=== Aufgabenstellung ===
In welcher Branche arbeiten laut dem Textauszug die meisten russischen Flüchtlinge in Serbien?

=== Textauszug ===
=======

Borko Stefanović: "Serbien wird seine Visa-Politik jener der EU anpassen müssen, wenn es jemals Mitglied werden will. Ich glaube, das wird Vučić tun, weil es ihn politisch wenig kostet, die Visa-Regelungen mit Pakistan oder Indien aufzugeben. Für Tunesien und Ruanda hat er das schon gemacht, für Kuba wird er das vermutlich auch noch tun. Serbien würde sicherstellen, dass keine Migranten mehr visafrei nach Serbien einreisen können und dann in die EU gelangen. Viele kommen aber auch über Bulgarien und Griechenland, die ja schon EU-Mitglieder sind, nach Mitteleuropa. Es ist also nicht nur Serbiens Problem. Und Serbien will kein Parkplatz für Flüchtlinge mehr sein. Es ist aber kein serbisches, kein bulgarisches und kein griechisches Problem. Sondern ein europäisches und die EU sollte hier stärker agieren."
... die Stimmung in Serbien gegenüber Flüchtlingen in ihrem Land.
"Es ist nicht einfach. Auch in Serbien schießen die Preise in die Höhe. Und es wird schwieriger, der Bevölkerung zu erklären, dass wir den Flüchtlingen helfen sollen."
... die russischen Flüchtlinge in Serbien.
"Es sind inzwischen mehr als 200.000 - und das ist eine Dunkelziffer. Viele von ihnen sind gegen Putin und wollen vor ihm weglaufen. Die meisten arbeiten in der IT-Branche, das ist auch das Personal, das wir in Serbien dringend brauchen."
... seine Sichtweise, wie Serbien in Westeuropa wahrgenommen wird.

=======

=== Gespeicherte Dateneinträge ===
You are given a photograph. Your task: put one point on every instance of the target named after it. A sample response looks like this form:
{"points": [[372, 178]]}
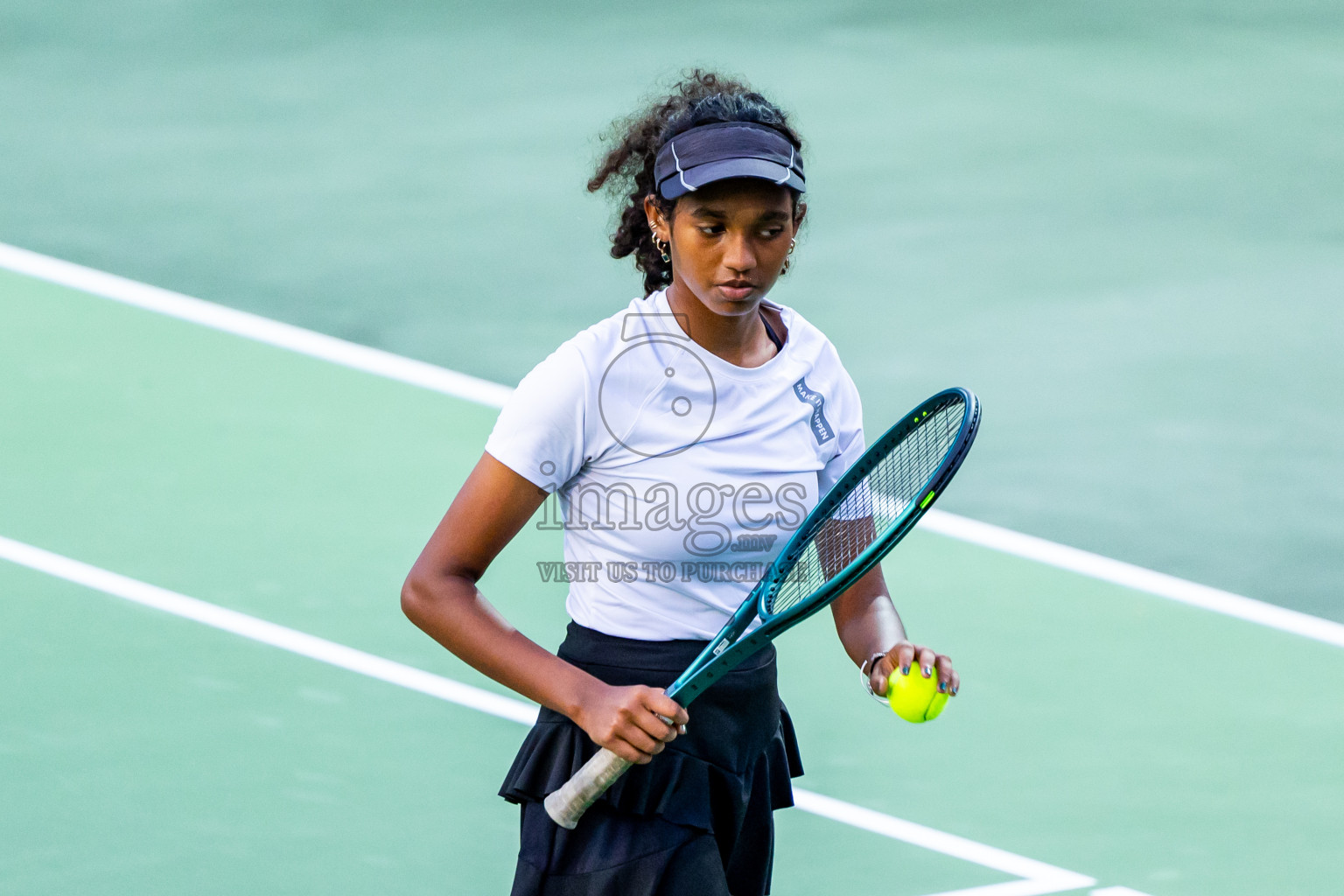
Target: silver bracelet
{"points": [[865, 672]]}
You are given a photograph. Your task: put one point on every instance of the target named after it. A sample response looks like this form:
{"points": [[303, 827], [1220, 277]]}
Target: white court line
{"points": [[255, 326], [1042, 878], [438, 379]]}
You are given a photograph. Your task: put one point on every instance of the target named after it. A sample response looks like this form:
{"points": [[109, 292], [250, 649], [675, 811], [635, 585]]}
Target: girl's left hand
{"points": [[913, 659]]}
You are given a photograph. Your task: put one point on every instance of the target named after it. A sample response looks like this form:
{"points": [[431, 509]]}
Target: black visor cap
{"points": [[726, 150]]}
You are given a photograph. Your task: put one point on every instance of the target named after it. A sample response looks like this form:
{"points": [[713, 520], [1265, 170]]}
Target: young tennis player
{"points": [[686, 437]]}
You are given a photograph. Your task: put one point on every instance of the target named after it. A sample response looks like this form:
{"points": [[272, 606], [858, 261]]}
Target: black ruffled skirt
{"points": [[695, 820]]}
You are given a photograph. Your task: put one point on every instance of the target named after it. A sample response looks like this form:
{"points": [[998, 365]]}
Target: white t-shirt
{"points": [[679, 476]]}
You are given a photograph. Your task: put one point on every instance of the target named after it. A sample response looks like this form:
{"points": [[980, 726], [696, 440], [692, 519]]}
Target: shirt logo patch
{"points": [[820, 429]]}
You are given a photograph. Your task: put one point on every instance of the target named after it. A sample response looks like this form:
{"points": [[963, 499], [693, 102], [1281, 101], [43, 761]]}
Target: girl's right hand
{"points": [[629, 720]]}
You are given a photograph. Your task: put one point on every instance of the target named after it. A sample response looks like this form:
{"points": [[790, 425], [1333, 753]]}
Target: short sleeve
{"points": [[539, 434], [848, 426]]}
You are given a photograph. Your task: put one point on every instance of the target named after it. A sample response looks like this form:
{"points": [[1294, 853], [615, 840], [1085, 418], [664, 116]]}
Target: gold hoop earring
{"points": [[663, 248]]}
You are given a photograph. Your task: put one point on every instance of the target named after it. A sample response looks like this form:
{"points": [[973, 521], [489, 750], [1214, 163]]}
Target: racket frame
{"points": [[729, 648]]}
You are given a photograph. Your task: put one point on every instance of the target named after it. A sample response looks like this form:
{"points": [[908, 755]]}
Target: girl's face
{"points": [[730, 241]]}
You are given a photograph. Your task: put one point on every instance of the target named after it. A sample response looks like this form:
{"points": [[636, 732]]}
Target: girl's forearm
{"points": [[454, 612]]}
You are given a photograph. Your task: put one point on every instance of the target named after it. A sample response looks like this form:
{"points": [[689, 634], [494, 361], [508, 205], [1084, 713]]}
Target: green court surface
{"points": [[1101, 731], [1120, 222]]}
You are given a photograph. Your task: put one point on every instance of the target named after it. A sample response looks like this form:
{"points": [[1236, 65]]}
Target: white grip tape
{"points": [[569, 803]]}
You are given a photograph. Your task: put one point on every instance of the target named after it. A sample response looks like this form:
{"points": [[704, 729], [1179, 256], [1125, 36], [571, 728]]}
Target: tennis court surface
{"points": [[210, 687]]}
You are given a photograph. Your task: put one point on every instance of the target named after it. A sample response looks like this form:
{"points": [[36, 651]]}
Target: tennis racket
{"points": [[854, 526]]}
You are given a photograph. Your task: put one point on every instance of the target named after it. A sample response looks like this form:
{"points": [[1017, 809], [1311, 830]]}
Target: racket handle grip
{"points": [[569, 803]]}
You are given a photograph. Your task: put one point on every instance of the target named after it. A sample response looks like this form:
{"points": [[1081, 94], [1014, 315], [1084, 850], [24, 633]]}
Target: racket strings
{"points": [[874, 506]]}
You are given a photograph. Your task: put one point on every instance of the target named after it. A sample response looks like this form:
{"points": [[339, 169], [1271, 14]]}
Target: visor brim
{"points": [[686, 182]]}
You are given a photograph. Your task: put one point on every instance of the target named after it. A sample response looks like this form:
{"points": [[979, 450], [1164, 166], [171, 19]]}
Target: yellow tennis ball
{"points": [[914, 697]]}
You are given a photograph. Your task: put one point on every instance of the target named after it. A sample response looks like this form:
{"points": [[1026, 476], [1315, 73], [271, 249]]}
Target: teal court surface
{"points": [[208, 685]]}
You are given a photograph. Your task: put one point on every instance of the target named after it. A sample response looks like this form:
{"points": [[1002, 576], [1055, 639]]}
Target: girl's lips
{"points": [[735, 291]]}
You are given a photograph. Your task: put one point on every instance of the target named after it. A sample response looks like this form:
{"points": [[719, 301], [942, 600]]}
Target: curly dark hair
{"points": [[626, 170]]}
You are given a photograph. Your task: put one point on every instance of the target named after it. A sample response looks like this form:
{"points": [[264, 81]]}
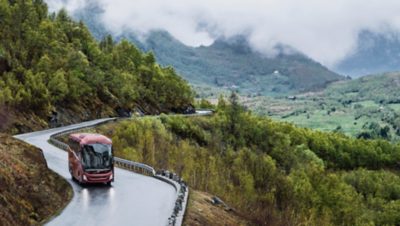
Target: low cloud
{"points": [[325, 30]]}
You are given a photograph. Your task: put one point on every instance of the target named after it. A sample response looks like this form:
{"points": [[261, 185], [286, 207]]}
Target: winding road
{"points": [[133, 199]]}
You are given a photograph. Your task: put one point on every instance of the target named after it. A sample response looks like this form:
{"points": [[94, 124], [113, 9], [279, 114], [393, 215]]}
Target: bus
{"points": [[90, 158]]}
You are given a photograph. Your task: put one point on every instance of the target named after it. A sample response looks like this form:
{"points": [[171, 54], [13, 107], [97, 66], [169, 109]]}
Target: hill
{"points": [[227, 63], [367, 107], [272, 173], [51, 68], [375, 53], [30, 193]]}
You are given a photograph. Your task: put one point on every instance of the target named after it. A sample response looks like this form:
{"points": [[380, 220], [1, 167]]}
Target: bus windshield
{"points": [[97, 156]]}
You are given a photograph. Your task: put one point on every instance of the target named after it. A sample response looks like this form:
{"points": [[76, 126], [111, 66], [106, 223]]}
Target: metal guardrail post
{"points": [[180, 186]]}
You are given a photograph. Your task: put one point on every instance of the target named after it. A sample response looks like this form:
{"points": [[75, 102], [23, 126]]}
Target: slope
{"points": [[51, 68], [375, 53], [228, 63], [29, 191]]}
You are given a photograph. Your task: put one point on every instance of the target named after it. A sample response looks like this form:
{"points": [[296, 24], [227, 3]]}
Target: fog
{"points": [[325, 30]]}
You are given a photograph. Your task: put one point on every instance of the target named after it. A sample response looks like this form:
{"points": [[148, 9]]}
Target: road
{"points": [[133, 199]]}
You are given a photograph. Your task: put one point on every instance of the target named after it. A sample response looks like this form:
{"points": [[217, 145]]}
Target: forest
{"points": [[273, 172], [49, 61]]}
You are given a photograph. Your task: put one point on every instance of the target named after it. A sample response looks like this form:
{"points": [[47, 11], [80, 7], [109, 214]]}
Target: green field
{"points": [[355, 107]]}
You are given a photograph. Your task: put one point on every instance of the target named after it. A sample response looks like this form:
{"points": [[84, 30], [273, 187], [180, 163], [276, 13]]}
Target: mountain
{"points": [[227, 63], [375, 53], [51, 67]]}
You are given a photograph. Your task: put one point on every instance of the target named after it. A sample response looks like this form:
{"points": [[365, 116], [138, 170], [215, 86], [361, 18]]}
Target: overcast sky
{"points": [[325, 30]]}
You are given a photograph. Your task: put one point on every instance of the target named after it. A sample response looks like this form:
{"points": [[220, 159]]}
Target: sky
{"points": [[325, 30]]}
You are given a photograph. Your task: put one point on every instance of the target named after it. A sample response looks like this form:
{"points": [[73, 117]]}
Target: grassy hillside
{"points": [[271, 172], [367, 107], [51, 64], [232, 64], [30, 193]]}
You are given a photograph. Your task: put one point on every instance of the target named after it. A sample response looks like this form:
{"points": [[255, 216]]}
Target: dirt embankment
{"points": [[30, 193], [201, 212]]}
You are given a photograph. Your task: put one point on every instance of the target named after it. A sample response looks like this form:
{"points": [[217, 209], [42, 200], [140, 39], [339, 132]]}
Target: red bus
{"points": [[90, 158]]}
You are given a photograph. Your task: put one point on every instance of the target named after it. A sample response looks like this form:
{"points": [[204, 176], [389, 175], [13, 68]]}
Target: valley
{"points": [[367, 107]]}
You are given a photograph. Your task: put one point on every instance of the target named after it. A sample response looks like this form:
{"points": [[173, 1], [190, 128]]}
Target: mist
{"points": [[325, 30]]}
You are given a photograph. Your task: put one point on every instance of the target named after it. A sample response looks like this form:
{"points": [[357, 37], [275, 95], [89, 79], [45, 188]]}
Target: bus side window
{"points": [[74, 146]]}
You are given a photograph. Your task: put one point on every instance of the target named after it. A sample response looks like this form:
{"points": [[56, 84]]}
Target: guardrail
{"points": [[182, 190]]}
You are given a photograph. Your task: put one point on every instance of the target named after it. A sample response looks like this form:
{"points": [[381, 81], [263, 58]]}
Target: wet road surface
{"points": [[133, 199]]}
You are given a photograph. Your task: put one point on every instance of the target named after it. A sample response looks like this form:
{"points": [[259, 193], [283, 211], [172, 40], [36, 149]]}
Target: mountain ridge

=======

=== Lösung ===
In der IT-Branche.